Stored data entries
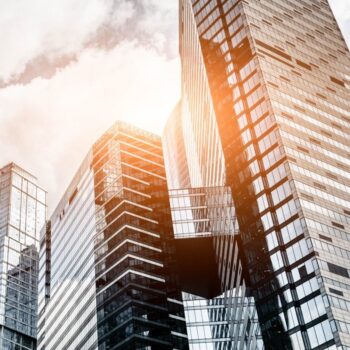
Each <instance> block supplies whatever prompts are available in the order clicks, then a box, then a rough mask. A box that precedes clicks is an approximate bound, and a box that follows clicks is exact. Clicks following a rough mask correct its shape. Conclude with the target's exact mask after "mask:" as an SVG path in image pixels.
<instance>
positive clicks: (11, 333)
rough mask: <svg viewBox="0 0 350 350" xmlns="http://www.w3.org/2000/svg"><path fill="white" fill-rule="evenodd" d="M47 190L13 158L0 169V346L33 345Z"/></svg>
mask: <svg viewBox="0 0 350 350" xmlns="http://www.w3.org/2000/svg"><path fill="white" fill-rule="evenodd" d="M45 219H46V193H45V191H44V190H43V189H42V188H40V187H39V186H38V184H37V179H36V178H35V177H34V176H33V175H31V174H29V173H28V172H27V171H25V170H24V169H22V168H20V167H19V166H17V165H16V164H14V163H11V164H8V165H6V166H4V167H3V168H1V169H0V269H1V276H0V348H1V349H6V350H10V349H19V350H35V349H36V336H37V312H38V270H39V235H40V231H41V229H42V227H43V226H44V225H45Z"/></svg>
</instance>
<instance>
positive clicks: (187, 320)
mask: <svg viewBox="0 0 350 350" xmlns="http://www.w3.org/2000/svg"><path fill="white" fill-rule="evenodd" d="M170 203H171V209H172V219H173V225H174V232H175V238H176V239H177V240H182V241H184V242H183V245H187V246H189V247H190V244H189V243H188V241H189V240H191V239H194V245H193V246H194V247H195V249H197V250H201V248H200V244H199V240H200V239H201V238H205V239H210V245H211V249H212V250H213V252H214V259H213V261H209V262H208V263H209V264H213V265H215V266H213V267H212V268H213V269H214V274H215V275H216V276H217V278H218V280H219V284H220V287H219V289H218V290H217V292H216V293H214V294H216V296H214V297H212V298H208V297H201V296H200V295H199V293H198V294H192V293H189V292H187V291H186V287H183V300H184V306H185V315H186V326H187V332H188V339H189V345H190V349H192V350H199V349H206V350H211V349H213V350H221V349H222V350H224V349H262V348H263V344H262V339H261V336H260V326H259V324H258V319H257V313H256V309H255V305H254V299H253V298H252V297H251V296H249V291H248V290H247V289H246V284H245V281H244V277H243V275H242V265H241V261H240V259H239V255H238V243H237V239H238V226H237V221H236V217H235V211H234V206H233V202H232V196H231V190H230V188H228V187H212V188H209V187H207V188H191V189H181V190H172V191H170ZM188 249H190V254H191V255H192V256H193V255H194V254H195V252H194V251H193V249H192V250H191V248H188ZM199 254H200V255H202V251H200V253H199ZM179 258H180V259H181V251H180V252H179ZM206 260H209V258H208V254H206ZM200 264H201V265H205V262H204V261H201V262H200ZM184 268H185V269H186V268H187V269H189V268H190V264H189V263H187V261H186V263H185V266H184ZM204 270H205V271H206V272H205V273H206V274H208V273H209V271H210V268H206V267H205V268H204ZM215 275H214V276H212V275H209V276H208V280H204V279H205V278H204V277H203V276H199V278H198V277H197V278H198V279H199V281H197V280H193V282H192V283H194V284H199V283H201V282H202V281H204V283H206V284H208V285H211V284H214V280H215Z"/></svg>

## Exercise description
When you transcribe the entries above, begin at their first line, end with the line containing "positive clicks: (11, 333)", and copy each line exactly without any picture.

## Your solution
Each <instance> block supplies whatever prompts are available in the order clicks, then a box, then a rough mask. A box that precedes clicks is an approximate bound, and a box that follows clicks is exact. Clicks following a rough mask correct its shape. Conclude with the target's exact mask after "mask:" as an SVG path in image pixels.
<instance>
positive clicks: (11, 333)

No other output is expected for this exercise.